EXCERPTED TEXT START

Asia’s sensitivities to US and Chinese policy

  • Other key risks to look out for include rising US yields and tightening Chinese credit and Citi analysts look at how sensitive Asian equity markets and sectors are to these risks.
  • Asian equities generally outperform during periods of rising US long term yields because they were periods of stronger growth. Within the region, it may benefit more cyclical markets and sectors. China had traditionally been the largest beneficiary given its dominant supply chain. But fraught trade relationship with the US may push US demand elsewhere. Australia, Indonesia and Singapore may see more of the benefits. Among sectors, cyclicals like Materials, Industrials, Consumer Discretionary and Energy could benefit.
  • Meanwhile, aside from China’s own equity market, Korea and Taiwan are the most sensitive to China’s credit cycle. Japan is the third most sensitive, while US and Europe both have moderate correlation. On the other side, Australia and Southeast Asia tend to be negatively correlated. These are also likely to be beneficiaries of supply chain diversification from China and may be more resilient towards a tightening in China’s credit conditions.
  • In both cases, Southeast Asia appear to be well positioned to benefit from US demand and being more resilient to Chinese credit conditions.

 

 

Implications for portfolios

  • Citi analysts suspect that markets may be range bound in 2Q with some volatility from policy uncertainty, but this is a necessary process as investors get accustomed to a more normal policy backdrop. This is consistent with Citi’s asset allocation changes to re-allocate from markets that have enjoyed strong beta performance, to assets that may deliver growth without being too expensive.
  • In summary, Citi’s analysis of sensitivities to rising US yields and to tightening Chinese credit conditions supports a neutral allocation in China, Korea and Taiwan equities, while remaining overweight in Southeast Asia.

EXCERPTED TEXT END

Copy from the Asian markets outlook the part that opens with the words containing "Asia’s sensitivities to" and closes with "Energy could benefit.".

DATA TO EXAMINE START

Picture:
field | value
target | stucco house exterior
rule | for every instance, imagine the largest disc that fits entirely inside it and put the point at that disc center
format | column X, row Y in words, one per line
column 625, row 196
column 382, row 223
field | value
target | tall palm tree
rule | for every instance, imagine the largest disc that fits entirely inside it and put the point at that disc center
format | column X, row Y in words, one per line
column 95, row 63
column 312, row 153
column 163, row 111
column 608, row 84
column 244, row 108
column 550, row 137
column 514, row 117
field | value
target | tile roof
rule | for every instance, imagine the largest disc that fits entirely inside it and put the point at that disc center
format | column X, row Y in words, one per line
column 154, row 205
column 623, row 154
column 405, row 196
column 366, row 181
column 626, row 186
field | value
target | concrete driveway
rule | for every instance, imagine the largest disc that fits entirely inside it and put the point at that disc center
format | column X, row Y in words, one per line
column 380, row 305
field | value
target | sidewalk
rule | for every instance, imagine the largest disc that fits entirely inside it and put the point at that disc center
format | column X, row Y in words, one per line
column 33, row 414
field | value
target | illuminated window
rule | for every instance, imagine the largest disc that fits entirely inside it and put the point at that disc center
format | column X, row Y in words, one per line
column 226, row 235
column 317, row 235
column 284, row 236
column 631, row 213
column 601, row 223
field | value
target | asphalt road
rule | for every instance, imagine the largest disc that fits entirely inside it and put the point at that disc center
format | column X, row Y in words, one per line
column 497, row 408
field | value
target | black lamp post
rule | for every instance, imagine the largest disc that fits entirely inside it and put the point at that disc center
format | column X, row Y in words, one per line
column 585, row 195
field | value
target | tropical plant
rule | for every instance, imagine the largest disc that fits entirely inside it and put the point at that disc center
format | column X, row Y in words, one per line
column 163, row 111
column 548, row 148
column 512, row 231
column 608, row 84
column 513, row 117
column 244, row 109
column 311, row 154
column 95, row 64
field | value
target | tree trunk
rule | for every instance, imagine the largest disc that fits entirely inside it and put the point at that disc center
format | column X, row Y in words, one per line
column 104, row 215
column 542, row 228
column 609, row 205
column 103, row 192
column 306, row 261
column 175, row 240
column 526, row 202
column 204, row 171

DATA TO EXAMINE END

*WRITTEN ANSWER*
Asia’s sensitivities to US and Chinese policy

  • Other key risks to look out for include rising US yields and tightening Chinese credit and Citi analysts look at how sensitive Asian equity markets and sectors are to these risks.
  • Asian equities generally outperform during periods of rising US long term yields because they were periods of stronger growth. Within the region, it may benefit more cyclical markets and sectors. China had traditionally been the largest beneficiary given its dominant supply chain. But fraught trade relationship with the US may push US demand elsewhere. Australia, Indonesia and Singapore may see more of the benefits. Among sectors, cyclicals like Materials, Industrials, Consumer Discretionary and Energy could benefit.